An ARDC case study
Using a virtual lab to help premature infants have a better chance at healthy lives
- The problem: Doctors are reluctant to use proven drugs on premature babies due to potential side effects
- The approach: Investigating the real impact of these drugs with the help of high-powered data processing and management
- The outcome: Doctors and parents now have more accurate information about the safety of crucial, life-saving drugs
The problem: Doctors are reluctant to use proven drugs on premature babies due to potential side effects
Premature babies often have breathing problems and chronic lung disease, a result of having immature lungs and prolonged ventilation.
To alleviate these serious health issues, the use of non-invasive respiratory treatments are now the aim of neonatal care. A group of drugs are known to promote lung development in these infants, however, doctors have been reluctant to use them due to concerns about neurological harm.
The approach: Investigating the real impact of these drugs with the help of high-powered data processing and management
A team of researchers, led by Nathanael Yates an Australian brain specialist, and research fellow at the Queensland Brain Institute, used high powered magnetic resonance imaging (MRI) to investigate the impact of different drug therapies on brains.
The study, which required extensive computer capacity and imaging, was accomplished with the help of an innovative tool called the Characterisation Virtual Laboratory (CVL).
The CVL, which is supported by the Australian Research Data Commons, streamlines the integration of imaging instruments with specialised high-speed computing. As a result, researchers like Yates can access the data quickly, allowing them to run and modify experiments in real time, without having any special computing skills.
Having access to this high speed, integrated tool allowed Nathanael and his team to quickly and accurately assess the neurological safety of these drugs.
The outcome: Doctors and parents now have more accurate information about the safety of crucial, life-saving drugs
The research provided physicians with evidence that a class of drugs had no obvious negative effects on brain structure within certain timeframes.
The results are helping alleviate concerns about these vital drugs and allowing them to be used to improve the health of premature infants.
The research’s use of innovative data and technology is also leading the way for further insights into neuropathology.

### WHAT YOU ARE ASKED TO DO
Reproduce word for word the part of the case study on premature infants starting at "The study, which" and ending at "of these drugs.". The rows that come next aren't needed for anything here.

### MATERIAL SHOWN
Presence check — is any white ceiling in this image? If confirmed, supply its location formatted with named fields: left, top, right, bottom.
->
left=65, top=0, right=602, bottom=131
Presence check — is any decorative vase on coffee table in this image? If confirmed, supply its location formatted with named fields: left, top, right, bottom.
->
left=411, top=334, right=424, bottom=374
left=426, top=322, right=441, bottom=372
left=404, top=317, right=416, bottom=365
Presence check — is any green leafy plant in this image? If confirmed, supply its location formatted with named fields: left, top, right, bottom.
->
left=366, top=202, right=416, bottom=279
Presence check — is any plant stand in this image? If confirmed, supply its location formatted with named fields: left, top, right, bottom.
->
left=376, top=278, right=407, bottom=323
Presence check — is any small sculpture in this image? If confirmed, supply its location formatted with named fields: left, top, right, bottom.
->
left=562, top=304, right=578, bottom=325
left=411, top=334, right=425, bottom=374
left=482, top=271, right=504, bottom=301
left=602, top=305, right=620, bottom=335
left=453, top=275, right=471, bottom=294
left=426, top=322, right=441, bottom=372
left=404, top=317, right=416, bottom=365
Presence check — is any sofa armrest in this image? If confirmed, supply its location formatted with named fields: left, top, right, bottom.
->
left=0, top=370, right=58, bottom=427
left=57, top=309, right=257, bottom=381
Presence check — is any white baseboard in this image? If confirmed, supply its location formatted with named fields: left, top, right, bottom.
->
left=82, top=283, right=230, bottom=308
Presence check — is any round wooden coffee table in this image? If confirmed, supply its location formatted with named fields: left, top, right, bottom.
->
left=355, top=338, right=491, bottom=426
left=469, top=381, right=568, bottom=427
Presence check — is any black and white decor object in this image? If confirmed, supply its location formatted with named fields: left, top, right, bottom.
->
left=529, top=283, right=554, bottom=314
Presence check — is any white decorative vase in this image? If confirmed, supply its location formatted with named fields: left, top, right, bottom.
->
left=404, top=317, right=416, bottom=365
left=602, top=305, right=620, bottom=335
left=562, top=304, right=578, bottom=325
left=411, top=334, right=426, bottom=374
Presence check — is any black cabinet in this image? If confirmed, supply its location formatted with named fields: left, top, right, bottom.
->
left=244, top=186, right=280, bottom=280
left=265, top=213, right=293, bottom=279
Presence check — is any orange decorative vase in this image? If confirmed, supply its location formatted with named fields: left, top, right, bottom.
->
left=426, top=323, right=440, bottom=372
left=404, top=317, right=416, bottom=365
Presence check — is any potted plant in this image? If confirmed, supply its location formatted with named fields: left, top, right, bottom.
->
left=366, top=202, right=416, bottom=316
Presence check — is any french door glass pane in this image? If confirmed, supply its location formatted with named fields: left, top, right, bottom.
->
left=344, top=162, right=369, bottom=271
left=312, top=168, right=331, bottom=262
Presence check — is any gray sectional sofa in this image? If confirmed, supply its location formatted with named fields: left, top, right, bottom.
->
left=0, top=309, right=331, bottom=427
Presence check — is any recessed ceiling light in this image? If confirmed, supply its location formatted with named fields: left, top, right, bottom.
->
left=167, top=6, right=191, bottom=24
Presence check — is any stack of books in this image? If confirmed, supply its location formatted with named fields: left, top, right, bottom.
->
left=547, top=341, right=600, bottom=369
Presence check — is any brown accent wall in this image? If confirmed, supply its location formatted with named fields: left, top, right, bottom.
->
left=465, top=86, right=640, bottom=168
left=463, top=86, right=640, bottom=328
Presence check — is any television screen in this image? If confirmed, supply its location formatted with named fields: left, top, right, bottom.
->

### ANSWER TO THE PROBLEM
The study, which required extensive computer capacity and imaging, was accomplished with the help of an innovative tool called the Characterisation Virtual Laboratory (CVL).
The CVL, which is supported by the Australian Research Data Commons, streamlines the integration of imaging instruments with specialised high-speed computing. As a result, researchers like Yates can access the data quickly, allowing them to run and modify experiments in real time, without having any special computing skills.
Having access to this high speed, integrated tool allowed Nathanael and his team to quickly and accurately assess the neurological safety of these drugs.